* BEGIN Information provided *

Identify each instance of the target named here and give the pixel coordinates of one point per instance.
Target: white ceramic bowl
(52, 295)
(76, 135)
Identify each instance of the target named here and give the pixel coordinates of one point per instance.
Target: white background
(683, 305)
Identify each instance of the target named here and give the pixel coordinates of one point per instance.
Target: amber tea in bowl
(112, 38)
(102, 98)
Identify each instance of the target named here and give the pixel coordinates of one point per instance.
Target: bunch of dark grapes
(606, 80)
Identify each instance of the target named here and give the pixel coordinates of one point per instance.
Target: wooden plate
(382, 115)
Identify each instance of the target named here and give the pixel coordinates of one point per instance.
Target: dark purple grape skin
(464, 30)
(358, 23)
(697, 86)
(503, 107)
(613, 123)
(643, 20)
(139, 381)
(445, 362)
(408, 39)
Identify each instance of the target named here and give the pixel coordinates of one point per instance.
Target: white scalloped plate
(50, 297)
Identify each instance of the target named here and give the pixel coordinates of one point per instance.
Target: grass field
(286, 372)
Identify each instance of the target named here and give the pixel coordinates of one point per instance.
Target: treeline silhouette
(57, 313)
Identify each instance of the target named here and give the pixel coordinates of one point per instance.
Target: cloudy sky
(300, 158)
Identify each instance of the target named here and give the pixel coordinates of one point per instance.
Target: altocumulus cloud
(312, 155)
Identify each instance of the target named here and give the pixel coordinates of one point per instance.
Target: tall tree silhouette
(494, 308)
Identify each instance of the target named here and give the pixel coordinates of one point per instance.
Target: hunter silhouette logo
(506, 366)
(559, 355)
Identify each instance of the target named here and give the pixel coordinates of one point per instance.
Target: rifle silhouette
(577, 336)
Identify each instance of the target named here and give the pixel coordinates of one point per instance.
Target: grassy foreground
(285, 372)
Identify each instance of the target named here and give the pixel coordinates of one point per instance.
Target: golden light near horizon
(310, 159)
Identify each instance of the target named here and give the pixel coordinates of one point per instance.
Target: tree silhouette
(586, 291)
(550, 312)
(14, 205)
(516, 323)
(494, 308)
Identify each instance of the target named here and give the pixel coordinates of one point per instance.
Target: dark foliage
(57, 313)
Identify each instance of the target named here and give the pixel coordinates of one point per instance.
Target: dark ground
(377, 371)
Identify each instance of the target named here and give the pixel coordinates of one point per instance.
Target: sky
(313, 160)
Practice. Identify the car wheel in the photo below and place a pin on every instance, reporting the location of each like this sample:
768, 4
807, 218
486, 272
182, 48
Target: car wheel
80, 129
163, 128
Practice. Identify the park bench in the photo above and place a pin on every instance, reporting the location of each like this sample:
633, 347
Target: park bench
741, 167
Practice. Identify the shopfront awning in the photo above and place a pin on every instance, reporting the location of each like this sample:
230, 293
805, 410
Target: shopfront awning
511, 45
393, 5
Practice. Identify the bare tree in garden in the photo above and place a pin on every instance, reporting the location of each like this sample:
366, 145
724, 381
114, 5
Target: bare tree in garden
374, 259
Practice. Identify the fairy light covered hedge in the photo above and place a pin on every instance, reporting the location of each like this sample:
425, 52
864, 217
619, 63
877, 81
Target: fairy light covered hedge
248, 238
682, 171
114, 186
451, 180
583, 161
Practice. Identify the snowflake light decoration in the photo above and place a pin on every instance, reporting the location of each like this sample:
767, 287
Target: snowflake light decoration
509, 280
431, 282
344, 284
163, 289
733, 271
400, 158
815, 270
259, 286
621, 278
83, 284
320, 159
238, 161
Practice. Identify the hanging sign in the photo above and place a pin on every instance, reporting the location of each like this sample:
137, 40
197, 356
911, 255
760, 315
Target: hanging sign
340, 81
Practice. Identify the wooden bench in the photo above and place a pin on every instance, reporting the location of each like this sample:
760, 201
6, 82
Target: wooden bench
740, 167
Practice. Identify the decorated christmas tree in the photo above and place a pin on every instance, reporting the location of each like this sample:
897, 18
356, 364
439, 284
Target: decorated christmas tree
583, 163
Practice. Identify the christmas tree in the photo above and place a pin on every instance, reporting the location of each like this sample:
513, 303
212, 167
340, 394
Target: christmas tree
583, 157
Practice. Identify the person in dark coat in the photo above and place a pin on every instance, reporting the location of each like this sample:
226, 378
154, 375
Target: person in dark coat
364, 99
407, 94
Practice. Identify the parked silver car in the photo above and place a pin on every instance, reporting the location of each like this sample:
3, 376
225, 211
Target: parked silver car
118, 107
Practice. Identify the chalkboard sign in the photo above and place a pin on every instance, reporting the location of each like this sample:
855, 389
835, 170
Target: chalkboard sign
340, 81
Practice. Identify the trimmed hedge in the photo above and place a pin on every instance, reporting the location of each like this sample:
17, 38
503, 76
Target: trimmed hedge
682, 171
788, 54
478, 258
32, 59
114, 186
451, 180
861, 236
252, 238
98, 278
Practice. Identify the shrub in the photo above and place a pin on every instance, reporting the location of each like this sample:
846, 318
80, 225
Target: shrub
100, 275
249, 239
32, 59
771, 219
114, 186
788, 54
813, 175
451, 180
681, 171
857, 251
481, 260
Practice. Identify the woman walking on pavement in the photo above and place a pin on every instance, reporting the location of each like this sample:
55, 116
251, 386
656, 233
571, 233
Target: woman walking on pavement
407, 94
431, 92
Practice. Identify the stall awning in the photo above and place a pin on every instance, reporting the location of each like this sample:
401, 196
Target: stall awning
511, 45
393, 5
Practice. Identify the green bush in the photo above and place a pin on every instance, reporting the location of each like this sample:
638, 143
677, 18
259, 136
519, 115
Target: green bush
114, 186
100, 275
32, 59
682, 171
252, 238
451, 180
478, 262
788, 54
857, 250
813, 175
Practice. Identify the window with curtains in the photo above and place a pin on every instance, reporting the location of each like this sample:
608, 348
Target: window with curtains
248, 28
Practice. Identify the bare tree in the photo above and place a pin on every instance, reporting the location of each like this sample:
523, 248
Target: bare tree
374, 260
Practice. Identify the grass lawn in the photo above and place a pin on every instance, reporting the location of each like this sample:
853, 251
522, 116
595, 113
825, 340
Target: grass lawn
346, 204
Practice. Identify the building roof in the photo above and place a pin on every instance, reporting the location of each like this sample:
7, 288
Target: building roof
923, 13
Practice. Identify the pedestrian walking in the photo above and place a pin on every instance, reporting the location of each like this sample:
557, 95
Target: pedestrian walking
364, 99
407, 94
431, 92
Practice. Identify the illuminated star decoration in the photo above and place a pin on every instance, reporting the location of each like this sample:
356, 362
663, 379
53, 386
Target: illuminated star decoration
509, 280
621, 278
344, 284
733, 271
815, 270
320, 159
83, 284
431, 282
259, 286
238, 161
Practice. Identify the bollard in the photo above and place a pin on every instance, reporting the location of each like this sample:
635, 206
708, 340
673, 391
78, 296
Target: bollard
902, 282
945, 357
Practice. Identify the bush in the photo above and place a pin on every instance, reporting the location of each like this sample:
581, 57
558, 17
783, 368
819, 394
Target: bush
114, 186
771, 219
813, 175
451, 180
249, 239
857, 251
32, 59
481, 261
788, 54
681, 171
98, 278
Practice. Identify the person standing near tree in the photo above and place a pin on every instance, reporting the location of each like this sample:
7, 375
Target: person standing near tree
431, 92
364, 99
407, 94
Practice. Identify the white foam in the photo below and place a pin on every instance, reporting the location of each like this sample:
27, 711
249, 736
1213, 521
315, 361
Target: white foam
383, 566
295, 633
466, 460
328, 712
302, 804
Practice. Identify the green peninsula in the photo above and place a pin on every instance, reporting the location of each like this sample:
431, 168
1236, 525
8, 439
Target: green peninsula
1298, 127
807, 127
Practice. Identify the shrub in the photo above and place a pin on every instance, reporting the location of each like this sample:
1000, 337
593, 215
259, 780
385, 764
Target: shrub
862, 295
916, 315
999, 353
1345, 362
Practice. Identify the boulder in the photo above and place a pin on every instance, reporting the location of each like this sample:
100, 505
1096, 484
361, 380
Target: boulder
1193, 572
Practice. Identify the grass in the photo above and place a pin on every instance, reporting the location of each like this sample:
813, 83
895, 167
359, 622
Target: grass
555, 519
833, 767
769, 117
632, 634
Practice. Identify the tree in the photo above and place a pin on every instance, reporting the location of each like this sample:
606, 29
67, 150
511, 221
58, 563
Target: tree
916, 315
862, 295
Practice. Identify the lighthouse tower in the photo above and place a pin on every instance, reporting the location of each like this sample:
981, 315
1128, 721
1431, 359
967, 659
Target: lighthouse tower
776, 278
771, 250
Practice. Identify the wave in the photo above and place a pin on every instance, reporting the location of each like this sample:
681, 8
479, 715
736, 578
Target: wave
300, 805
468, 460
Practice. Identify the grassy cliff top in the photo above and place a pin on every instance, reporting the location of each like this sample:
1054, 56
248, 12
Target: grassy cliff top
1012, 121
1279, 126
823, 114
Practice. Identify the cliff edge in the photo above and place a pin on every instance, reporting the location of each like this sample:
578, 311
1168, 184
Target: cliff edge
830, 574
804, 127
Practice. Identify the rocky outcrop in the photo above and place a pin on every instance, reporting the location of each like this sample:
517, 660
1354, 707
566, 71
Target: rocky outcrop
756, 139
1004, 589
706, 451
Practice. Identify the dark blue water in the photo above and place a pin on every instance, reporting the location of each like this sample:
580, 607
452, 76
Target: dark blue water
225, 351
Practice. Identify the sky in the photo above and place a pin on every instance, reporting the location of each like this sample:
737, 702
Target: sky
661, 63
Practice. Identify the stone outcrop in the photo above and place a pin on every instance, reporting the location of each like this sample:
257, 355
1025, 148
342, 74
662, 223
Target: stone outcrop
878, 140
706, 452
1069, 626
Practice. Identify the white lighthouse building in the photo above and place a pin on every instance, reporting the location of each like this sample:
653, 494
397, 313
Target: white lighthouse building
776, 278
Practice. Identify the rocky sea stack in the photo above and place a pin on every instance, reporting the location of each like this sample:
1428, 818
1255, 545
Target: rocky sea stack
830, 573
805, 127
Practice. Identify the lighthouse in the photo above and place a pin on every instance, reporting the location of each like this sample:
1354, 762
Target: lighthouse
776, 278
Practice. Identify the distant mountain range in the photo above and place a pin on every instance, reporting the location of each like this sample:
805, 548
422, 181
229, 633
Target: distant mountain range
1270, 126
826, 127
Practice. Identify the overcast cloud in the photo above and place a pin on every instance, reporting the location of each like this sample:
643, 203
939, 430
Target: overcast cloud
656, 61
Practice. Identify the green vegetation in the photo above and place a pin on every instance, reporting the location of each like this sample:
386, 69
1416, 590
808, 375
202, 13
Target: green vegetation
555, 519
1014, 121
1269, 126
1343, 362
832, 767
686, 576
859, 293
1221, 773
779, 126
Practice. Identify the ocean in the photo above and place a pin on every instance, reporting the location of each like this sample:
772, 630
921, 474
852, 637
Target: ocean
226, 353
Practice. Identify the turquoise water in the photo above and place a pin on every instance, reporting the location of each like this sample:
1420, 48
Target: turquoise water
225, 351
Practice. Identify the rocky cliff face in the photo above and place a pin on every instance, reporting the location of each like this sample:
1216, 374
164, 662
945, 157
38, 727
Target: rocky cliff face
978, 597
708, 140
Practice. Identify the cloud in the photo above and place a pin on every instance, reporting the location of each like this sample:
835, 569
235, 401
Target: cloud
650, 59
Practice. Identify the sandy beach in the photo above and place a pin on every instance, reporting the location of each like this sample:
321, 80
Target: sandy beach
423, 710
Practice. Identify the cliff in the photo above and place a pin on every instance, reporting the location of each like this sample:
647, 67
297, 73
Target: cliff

* END Information provided *

Exercise details - Copy each line exactly, from the line containing "Practice. Identify the ocean" down to the last line of the material, and no other lines.

Answer below -
Practice. Identify the ocean in the photo above and place a pin on every instance, reporting the location of each like this sample:
772, 630
921, 474
852, 637
Target: ocean
226, 353
Practice. Identify the turquoise water in the photo above and place a pin on every instance, reporting the location of each like this sample:
1420, 48
Target: turquoise water
225, 351
Practice. Identify the rocky cliff face in the photo above and place a pin on every instance, reporting the location of each like this sample:
1216, 374
164, 662
945, 157
38, 727
Target: rocky cliff face
978, 597
708, 140
Practice. Identify the cloud in the photo above and place a pin on every instance, reporting the location of each like this sample:
835, 569
235, 401
Target: cloud
650, 59
Practice. Identify the sandy beach in the photo above and place a pin on every instance, reporting the location of each like this sample:
321, 80
Target: sandy beach
423, 710
Practice. Identify the cliff in the photo above and place a pin on every instance, reporting the location of each like this sample:
647, 67
297, 73
Target: cliff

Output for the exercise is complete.